Written task:
Reproduce the items from their very first line through the line that contains "positive clicks: (33, 4)", and leave the pictures out of your copy.

====== Information provided

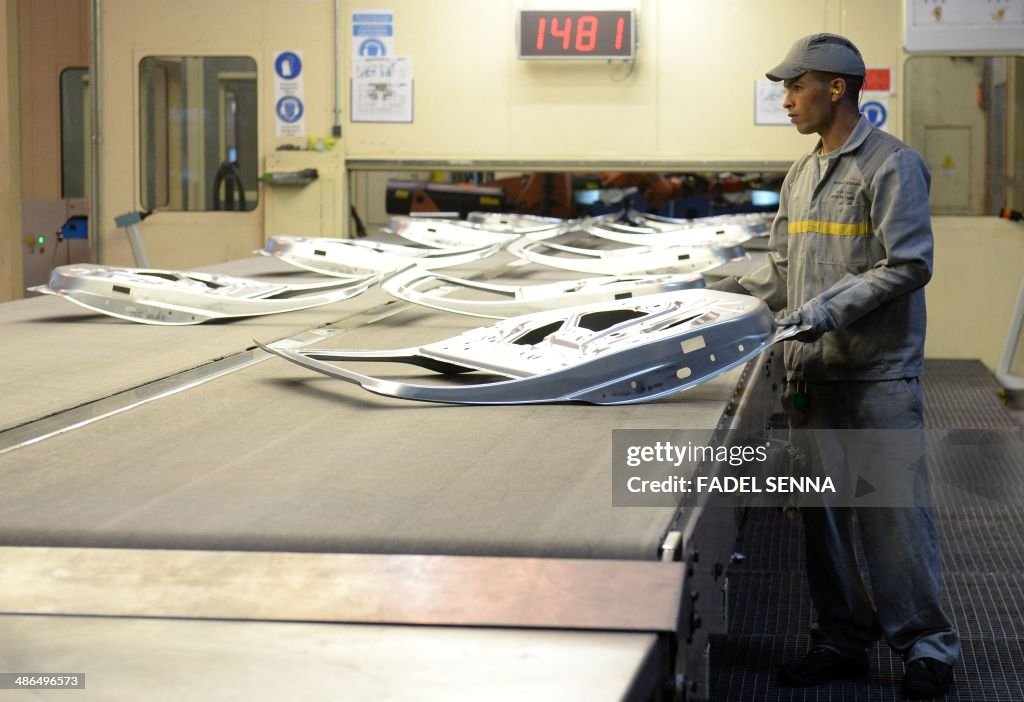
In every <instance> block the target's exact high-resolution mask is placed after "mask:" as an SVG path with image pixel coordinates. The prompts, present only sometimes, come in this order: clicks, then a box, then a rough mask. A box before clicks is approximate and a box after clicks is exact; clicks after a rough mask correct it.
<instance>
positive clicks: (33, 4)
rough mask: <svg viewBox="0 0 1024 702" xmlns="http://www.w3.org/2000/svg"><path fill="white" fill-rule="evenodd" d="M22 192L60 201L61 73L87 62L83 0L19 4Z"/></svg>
mask: <svg viewBox="0 0 1024 702" xmlns="http://www.w3.org/2000/svg"><path fill="white" fill-rule="evenodd" d="M18 32H19V33H20V35H22V37H24V38H26V40H25V41H22V42H20V52H19V54H20V55H19V61H20V65H22V69H20V70H22V72H23V74H24V75H23V76H22V80H20V91H19V106H20V111H22V124H23V125H26V128H25V129H23V131H22V153H23V163H22V177H23V191H24V195H25V198H26V199H28V200H51V201H52V200H59V199H60V72H61V71H63V70H65V69H67V68H69V67H87V65H88V64H89V1H88V0H20V2H19V3H18Z"/></svg>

============

Answer to the problem:
In every <instance> block the target's exact high-resolution mask is placed after "mask:" as an SVG path with image pixel coordinates. The prompts, present only sometimes, come in this order: clicks, then a box, then a rough mask. A box before clicks is approximate and a box after clicks is exact; clicks after a rough mask correct it.
<instance>
positive clicks: (33, 4)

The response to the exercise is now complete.